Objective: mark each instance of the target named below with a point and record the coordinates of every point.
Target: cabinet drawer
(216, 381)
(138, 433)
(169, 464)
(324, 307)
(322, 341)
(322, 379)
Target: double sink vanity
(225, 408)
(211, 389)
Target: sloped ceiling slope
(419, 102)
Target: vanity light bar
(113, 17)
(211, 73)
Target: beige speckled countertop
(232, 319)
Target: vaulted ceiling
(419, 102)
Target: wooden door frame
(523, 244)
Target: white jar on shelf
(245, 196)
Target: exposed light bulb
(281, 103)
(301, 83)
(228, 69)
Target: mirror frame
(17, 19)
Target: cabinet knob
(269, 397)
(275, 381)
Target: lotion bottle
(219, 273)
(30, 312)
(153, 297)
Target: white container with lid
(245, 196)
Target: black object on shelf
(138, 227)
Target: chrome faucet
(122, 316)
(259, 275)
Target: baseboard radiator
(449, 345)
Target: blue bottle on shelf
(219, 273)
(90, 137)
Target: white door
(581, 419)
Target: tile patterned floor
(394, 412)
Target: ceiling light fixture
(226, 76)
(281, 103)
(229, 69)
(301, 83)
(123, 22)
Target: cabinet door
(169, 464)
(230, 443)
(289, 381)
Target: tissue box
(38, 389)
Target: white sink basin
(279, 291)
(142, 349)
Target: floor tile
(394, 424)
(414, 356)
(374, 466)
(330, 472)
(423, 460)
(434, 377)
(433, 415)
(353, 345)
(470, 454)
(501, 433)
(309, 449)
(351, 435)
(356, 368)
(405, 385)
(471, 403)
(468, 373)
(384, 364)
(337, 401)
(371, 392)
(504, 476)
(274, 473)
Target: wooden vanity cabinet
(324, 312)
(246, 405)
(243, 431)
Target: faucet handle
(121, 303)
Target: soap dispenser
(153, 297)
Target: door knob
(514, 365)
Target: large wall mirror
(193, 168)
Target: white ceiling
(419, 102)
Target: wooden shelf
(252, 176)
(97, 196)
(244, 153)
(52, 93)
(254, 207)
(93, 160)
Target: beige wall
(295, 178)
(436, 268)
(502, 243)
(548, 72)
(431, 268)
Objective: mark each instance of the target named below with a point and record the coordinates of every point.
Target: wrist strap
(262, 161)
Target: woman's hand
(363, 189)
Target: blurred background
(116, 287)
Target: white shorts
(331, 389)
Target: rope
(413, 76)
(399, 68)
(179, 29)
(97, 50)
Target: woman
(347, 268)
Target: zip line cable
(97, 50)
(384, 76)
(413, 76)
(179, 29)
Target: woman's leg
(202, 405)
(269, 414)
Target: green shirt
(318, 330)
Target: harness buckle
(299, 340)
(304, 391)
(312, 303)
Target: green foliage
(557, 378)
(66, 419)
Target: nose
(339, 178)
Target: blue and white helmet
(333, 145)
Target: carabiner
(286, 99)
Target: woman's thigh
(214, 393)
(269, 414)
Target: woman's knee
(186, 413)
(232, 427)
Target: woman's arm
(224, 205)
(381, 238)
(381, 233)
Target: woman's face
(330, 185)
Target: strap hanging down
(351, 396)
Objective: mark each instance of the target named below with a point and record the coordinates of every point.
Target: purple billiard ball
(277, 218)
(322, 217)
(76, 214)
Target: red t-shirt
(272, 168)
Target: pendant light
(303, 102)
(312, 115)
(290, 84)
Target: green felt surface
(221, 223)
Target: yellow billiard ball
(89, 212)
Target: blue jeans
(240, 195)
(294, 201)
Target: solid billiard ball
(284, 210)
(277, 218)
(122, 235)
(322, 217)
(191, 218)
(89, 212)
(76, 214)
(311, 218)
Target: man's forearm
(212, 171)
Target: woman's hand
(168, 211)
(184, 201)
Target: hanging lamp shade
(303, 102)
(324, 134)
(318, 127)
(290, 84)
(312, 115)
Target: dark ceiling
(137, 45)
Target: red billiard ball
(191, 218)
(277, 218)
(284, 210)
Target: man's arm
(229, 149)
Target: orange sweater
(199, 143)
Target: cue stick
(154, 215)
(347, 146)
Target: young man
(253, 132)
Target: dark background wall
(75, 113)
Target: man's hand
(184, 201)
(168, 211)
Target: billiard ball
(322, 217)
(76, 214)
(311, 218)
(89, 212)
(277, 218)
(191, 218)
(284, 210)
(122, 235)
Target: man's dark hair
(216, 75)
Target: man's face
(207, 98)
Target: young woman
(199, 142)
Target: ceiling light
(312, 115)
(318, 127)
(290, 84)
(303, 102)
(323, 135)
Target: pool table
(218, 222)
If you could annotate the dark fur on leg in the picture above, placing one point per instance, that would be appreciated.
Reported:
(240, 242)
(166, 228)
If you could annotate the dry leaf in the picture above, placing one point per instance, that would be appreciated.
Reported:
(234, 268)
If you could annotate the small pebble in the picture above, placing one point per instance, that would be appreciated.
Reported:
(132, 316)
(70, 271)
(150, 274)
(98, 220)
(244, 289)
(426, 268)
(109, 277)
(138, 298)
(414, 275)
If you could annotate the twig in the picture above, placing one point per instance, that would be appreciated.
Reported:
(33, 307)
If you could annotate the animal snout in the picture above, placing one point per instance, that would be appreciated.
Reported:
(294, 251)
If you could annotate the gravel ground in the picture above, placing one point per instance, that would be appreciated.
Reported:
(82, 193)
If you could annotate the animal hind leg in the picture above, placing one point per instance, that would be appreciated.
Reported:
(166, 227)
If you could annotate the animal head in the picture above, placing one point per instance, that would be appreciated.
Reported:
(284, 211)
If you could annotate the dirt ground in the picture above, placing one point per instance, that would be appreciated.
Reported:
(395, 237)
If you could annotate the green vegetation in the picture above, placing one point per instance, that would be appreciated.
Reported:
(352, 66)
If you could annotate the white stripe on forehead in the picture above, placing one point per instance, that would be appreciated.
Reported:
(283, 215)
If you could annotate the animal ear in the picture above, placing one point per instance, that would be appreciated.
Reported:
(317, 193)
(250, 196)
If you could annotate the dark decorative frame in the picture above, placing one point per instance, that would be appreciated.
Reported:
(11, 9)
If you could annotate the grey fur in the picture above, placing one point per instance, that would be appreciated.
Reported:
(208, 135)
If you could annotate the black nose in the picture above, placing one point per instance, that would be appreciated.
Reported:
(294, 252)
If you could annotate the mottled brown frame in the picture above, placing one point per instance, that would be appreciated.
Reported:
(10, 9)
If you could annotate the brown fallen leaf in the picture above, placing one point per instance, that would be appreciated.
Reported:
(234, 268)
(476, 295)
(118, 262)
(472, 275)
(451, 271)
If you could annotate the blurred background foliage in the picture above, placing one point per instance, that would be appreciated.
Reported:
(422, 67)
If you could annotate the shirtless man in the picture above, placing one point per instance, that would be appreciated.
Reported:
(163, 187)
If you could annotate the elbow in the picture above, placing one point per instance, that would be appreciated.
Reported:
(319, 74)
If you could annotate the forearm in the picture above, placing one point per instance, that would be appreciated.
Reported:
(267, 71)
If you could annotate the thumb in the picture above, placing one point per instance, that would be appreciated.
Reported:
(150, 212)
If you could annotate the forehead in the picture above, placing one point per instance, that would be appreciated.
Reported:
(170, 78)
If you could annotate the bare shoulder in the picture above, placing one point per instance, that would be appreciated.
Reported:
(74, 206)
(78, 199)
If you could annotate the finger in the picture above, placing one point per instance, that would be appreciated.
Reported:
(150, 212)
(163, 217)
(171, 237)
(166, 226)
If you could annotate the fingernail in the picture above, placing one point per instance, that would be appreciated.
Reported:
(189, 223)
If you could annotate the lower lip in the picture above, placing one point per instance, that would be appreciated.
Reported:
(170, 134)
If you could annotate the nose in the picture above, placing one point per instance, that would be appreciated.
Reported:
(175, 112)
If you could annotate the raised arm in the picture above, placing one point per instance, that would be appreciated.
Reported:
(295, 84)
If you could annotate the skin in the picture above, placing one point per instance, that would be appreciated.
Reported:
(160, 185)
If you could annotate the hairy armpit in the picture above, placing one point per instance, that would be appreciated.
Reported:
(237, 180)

^^^^^^^^^^^^^^^^

# ABOUT THIS EXERCISE
Find every line above that contains the word "brown", and return each one.

# WRITTEN SOLUTION
If you could annotate the mottled brown frame in the picture above, placing one point per instance, that would be appreciated.
If you could annotate the brown fallen leaf in the picture above, placing one point per instance, that would be appreciated.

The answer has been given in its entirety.